_Exercise requirements:_
Your answer should contain each record from the listing, repeated exactly.

---------- Records supplied ----------

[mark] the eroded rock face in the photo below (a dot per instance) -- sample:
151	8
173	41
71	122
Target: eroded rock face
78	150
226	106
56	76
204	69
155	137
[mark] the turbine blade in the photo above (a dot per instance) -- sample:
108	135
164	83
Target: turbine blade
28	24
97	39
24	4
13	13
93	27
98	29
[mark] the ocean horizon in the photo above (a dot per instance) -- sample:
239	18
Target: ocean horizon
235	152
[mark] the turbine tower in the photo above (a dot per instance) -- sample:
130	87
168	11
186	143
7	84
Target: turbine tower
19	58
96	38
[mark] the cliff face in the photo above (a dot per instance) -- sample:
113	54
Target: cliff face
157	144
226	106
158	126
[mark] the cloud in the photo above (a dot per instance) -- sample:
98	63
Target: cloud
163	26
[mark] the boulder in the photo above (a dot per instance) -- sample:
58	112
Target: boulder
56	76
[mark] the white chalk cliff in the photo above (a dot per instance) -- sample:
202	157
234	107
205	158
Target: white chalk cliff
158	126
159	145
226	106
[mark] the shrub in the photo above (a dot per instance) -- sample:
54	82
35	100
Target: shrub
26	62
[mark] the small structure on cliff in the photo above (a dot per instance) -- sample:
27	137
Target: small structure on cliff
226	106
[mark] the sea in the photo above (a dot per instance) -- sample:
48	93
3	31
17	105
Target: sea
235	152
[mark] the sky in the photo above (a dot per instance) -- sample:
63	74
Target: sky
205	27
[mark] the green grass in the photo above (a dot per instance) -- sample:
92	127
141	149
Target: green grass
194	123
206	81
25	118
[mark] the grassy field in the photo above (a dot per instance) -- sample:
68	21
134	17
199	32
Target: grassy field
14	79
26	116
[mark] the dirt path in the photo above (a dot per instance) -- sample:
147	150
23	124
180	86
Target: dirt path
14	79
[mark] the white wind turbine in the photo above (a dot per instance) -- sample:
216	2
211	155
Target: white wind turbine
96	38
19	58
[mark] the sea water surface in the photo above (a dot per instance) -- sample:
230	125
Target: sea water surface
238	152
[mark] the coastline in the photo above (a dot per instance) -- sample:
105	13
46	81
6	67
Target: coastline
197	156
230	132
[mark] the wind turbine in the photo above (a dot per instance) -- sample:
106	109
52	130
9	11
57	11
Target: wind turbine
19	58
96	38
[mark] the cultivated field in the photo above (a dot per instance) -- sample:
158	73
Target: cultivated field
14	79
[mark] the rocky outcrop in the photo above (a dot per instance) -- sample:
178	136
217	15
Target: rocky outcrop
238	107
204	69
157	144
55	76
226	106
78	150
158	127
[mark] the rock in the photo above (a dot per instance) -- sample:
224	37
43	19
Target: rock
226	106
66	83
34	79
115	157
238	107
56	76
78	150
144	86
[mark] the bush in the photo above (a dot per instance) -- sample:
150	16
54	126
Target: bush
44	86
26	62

----------

_Written response:_
[mark] the eroded rock face in the photo below (a dot per instance) -- sample:
151	8
173	41
71	122
Target: eroded rock face
78	150
226	106
56	76
204	69
155	137
[mark] the turbine blade in the photo above (a dot per instance) -- sample:
108	135
164	83
Target: turbine blade
28	24
97	39
24	4
13	13
93	27
98	29
[mark] the ocean horizon in the photo above (a dot per instance) -- sample:
239	18
Target: ocean horizon
235	152
[mark] the turbine tower in the photo above (a dot per instance) -- sample:
130	87
168	11
186	143
7	84
Target: turbine tower
19	58
96	38
[mark] the cliff face in the photo above (a dot per instance) -- sample:
113	54
Target: cliff face
157	144
226	106
158	126
[mark] the cloud in the photo above (a dot per instance) -- sample:
98	63
Target: cloud
163	26
[mark] the boulder in the photo above (a dot per instance) -- sample:
58	112
Target: boulder
56	76
[mark] the white chalk cliff in the photo above (a dot per instance) -- sample:
202	157
234	107
205	158
Target: white chalk cliff
158	126
159	145
226	106
[mark] the shrub in the photo above (a dot per instance) -- sample:
54	82
35	100
Target: shrub
26	62
[mark] the small structure on cliff in the photo above (a dot per instance) -- sample:
27	137
Target: small structure on cliff
226	106
[mark] the sea in the photo above (a dot per instance) -- sample:
48	93
3	31
17	105
Target: sea
235	152
[mark] the sky in the photo above (a dot per instance) -- sample:
63	74
Target: sky
205	27
[mark] the green grass in the photo above (a dot per instance) -- sample:
92	127
141	149
Target: green grass
194	123
206	81
25	118
[mark] the grassy field in the photo above (a dot per instance) -- sample:
68	21
134	17
199	32
Target: grassy field
14	79
26	116
[mark] the dirt path in the photo above (a dot per instance) -- sample:
147	150
23	124
180	86
Target: dirt path
14	79
[mark] the white wind turbine in the photo above (a dot per instance) -- sample:
216	2
211	155
Target: white wind turbine
96	38
19	58
[mark] the sea water surface in the photo above (a dot per instance) -- sample:
230	125
Target: sea water surface
238	152
[mark] the coastline in the photo above (a dot per instance) -- sample:
105	13
46	81
6	67
Target: coastline
197	156
230	132
[mark] the wind turbine in the photo above (a dot per instance) -- sample:
106	109
52	130
9	11
57	11
Target: wind turbine
19	58
96	38
[mark] the cultivated field in the photo above (a dot per instance) -- sample:
158	73
Target: cultivated field
14	79
[mark] the rocky outcrop in the photo above (a dot per instance) -- sample:
178	136
217	15
Target: rocky outcrop
238	107
204	69
157	144
55	76
226	106
78	150
158	127
[mark] the rock in the photo above (a dot per instance) -- sample:
224	37
43	19
Target: rock
226	106
66	83
34	79
115	157
238	107
56	76
78	150
144	86
[mark] the bush in the photo above (a dot per instance) -- sample:
150	16
54	126
Target: bush
44	86
26	62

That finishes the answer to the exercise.